• [WORK TASK]: Below are the records; retype them exactly and omit each picture.
--------------------
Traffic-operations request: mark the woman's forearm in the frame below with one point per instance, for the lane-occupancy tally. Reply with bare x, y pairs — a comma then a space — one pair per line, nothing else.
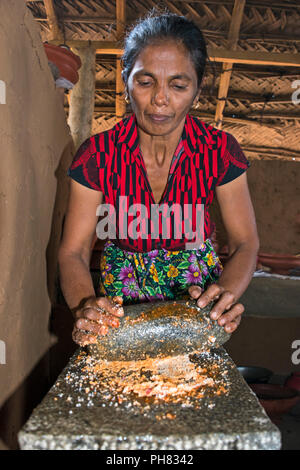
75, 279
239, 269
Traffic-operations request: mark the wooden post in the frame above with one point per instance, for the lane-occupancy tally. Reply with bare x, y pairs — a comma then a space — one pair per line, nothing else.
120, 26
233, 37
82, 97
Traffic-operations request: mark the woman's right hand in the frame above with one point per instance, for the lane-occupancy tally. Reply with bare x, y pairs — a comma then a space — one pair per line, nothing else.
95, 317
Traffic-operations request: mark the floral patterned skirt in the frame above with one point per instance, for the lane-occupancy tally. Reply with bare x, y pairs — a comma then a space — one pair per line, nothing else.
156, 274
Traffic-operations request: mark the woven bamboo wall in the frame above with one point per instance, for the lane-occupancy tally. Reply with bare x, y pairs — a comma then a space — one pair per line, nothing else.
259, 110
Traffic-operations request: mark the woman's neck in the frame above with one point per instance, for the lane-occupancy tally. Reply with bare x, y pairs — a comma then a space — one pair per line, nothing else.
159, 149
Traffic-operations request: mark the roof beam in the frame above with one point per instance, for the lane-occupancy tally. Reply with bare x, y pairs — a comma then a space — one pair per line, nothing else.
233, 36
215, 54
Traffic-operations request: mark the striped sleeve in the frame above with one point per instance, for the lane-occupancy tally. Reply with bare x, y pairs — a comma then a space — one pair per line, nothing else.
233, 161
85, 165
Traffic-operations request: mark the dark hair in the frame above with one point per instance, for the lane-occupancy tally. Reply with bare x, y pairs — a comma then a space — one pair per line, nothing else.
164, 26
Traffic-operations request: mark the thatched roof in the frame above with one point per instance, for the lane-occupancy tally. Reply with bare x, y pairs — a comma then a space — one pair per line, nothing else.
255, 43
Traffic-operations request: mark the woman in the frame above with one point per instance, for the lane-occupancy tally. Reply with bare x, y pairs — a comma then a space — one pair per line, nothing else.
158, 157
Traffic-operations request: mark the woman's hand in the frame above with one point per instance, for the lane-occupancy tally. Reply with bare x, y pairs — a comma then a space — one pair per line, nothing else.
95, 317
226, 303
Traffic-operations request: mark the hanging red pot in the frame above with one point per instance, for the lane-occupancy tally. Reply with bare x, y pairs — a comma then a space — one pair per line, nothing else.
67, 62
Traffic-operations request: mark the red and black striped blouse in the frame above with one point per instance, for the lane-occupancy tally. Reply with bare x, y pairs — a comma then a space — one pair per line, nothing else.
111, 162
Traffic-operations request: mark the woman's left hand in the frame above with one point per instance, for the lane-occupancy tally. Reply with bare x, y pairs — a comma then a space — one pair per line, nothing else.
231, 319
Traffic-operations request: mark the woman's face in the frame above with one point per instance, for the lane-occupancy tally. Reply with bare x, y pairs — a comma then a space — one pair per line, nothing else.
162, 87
--------------------
• [EXERCISE RESPONSE]:
Traffic-operations request: mark the woman's forearm in the frame below with one point per instance, for the lane-occupancy tally. Reply with bare x, y pairs — a comma then a space — one pair per line, nothing else.
75, 279
239, 269
Traffic-operations request: mark the wooden post in the frame above with one point per instance, for the lane-occupancy tally. Reply with bare x, y pairs — a comma then a space — one pair per line, nothing else.
120, 26
233, 37
82, 97
Traffic-operations request: mark the woman's right hand in the frame above with one point per instance, for the lane-occupancy tally. Reply with bare x, y pairs — a comma then a space — one pair per line, nothing else.
95, 317
Traffic-operations request: mark the floral patterned skirt in the frame above with one point per instance, for the lane-occupancy tally. Reply with bare x, y pairs — a comma then a space — one pair per line, nothing else.
156, 274
Traffic-operations request: mark the woven bamboo wall in the frame above with one point per instance, for the lane-occupancy tally. Reply with bare x, y pairs — a comma then a space — one pair per line, nothing else.
259, 110
Traffic-operations request: mark the woman's neck in the frame above with one point per instance, for the lane-occupancy tally. Reply with bare x, y pairs — a comma then a space — one pair per line, nothing else.
159, 149
Traffic-operations request: mark the roof beam in the frame above with one point per instance, for the lane-occupancy tally. Reply with bare x, y pairs — a comma then a space — one pair per line, nothing else.
233, 36
215, 54
Traffic-operations request: mark the striped sleeve in the frame above with one point per instance, for the lane-occupancy tally. Reply with bare x, y pairs — a comma then a space — one pair per line, nothing else.
233, 161
85, 165
Traffic-operations request: mark the dark hair in the frame above with one point per instance, for the lane-occupancy tally. Reply with bare x, y pairs — a comma then a space — one pair per line, nothing else.
164, 26
Traffic-operations request: mark the thatched roof in the frame above with one point per instance, for the lane-occupancy tally. Reply with bare x, y pairs — a comma then a space — one pair per line, nothing else.
255, 43
Traffic-operations request: mark the woman in the frame above with one point per instance, for the lane-occupancy tally. Reply with bare x, y pairs — a comma then a space — one pair per line, nothing else.
158, 157
Traffic-operations request: mark the woman's hand in the frame above with one point per instance, for the lane-occupancy tally. Reply with bare x, y pairs — a comma then a space — one pair per line, nothing else.
95, 317
226, 303
Traffic-operations request: mark the hanging red pot in the frame above with one point per instance, for the lane-occupancy tally. Reply with bare x, y pairs — a comma then a space — one pair per line, nothing else.
67, 62
Traffic-operations request: mark the red and black striped blouse in the frame above with one point per instance, for the lane-occupancy tally. Reply with bare x, y pairs — a comma then a space — one pair per line, nothing else.
111, 162
Traffic-operations request: mark the woman's left hand in the frame above with one point per instance, for the lane-occupancy tally. Reply with bare x, y pairs — a comma then a space — one pair per line, nothing else.
231, 319
Traffic-operations request: mark the woman's face in the frame above with one point per instance, for the lane-occupancy tally. Reply with bare x, y pairs — a comma then a space — one pair per line, nothing else.
162, 87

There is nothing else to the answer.